Page excerpt ▸
__________________________________________________

New Zealand is known for its pristine nature and beautiful scenery. From volcanic mountains, picturesque beaches, lush rain forest, glaciated valleys, and snow-covered peaks, New Zealand has a lot to explore. With hundreds of kilometers spanning different regions of New Zealand, the Great Walks are a great way to see the diversity in outdoors throughout the country. The Nine Great Walks are popular walks catered to any hiker, including those with very little experience. While the walks are not advanced trails, they cover beautiful terrain and are a great way to immerse into nature.
About the Walks
Developed and maintained by the Department of Conservation, the Great Walks were established in the late 1980’s. The Great Walks are intended to protect the local habitat. These hikes are marketed by the DOC and the government of New Zealand. As a result of the investments made by the DOC on the Great Walks, the hut infrastructure and trails are world class. Each walk is between 32 km and 78 km in length, with several huts or campsites to choose from.
The Great Walk season varies depending on the location. The season is typically from late October until the beginning of May. Some great walks are in season all year around due to their temperate weather. The Great Walks are priced differently in-season and out of season. During the in-season, huts and campsites require prior bookings. Some of the walks, especially those in the Fiordland National Park, book out far in advance. Huts typically have flush toilets, cooking gas stoves, water taps and hut wardens during the in-season. Out of season, only drop toilets and rain water is provided. Some of the walks in the winter require experience in alpine and snow/ice conditions.

__________________________________________________

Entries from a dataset
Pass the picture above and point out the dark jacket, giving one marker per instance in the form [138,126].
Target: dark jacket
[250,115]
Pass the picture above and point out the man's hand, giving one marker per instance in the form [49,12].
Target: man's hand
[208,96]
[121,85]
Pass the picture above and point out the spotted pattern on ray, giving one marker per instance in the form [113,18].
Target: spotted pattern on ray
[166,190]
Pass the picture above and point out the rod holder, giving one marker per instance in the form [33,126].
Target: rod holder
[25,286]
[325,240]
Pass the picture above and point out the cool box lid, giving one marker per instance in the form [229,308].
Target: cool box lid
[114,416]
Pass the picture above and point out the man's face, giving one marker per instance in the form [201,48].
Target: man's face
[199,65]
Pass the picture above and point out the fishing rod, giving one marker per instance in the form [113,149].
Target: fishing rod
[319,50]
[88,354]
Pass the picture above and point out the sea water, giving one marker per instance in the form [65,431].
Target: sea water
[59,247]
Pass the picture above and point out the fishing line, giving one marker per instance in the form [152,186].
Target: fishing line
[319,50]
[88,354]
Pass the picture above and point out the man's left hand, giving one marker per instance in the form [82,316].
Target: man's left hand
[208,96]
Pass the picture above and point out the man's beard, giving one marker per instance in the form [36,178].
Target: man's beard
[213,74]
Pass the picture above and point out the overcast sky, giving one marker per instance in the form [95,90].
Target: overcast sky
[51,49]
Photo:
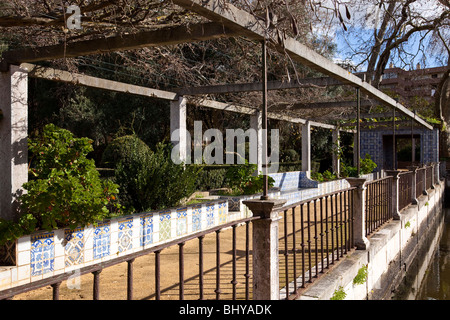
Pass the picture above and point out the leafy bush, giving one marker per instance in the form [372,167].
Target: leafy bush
[149,180]
[124,149]
[64,188]
[242,181]
[366,166]
[211,177]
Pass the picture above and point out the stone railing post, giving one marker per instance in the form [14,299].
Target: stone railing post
[437,172]
[359,213]
[395,192]
[266,271]
[413,169]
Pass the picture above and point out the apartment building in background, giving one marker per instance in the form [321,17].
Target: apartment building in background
[409,84]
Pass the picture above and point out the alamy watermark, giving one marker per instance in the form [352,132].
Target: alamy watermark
[209,147]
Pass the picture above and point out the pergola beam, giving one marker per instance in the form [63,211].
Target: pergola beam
[160,37]
[322,105]
[250,26]
[99,83]
[377,124]
[258,86]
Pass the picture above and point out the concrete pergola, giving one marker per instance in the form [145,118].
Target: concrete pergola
[225,21]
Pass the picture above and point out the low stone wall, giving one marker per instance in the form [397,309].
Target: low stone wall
[45,254]
[387,259]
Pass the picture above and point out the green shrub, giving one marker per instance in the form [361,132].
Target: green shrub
[64,188]
[366,166]
[242,181]
[211,177]
[123,149]
[149,180]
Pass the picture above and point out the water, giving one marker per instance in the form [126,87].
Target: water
[436,283]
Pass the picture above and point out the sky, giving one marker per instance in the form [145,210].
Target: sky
[361,28]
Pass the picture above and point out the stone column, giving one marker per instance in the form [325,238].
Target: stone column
[13,139]
[306,148]
[433,174]
[437,172]
[413,169]
[395,192]
[359,213]
[256,124]
[265,248]
[336,145]
[424,184]
[178,129]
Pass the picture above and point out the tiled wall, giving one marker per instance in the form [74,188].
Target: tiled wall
[372,143]
[288,181]
[45,254]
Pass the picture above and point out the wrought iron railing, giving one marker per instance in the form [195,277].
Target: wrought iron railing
[405,189]
[378,203]
[315,233]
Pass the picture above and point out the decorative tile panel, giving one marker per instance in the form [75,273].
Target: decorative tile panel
[8,254]
[223,213]
[181,221]
[165,225]
[209,215]
[125,234]
[42,255]
[74,246]
[197,218]
[102,240]
[146,231]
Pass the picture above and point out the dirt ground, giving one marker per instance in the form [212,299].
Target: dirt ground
[113,280]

__________________________________________________

What to work on ▸
a – In the Great Walks page, condense the paragraph beginning "Developed and maintained by the Department of Conservation" into a short bulleted list that keeps its main facts.
b – Reproduce the Great Walks page word for word, between "New Zealand is" and "immerse into nature.", inclusive.

Complete answers ▸
a –
- Established in the late 1980s; developed and maintained by the Department of Conservation (DOC)
- Intended to protect the local habitat
- Marketed by the DOC and the New Zealand government
- DOC investment has made the huts and trails world class
- Each walk is 32 to 78 km long, with several huts or campsites to choose from

b –
New Zealand is known for its pristine nature and beautiful scenery. From volcanic mountains, picturesque beaches, lush rain forest, glaciated valleys, and snow-covered peaks, New Zealand has a lot to explore. With hundreds of kilometers spanning different regions of New Zealand, the Great Walks are a great way to see the diversity in outdoors throughout the country. The Nine Great Walks are popular walks catered to any hiker, including those with very little experience. While the walks are not advanced trails, they cover beautiful terrain and are a great way to immerse into nature.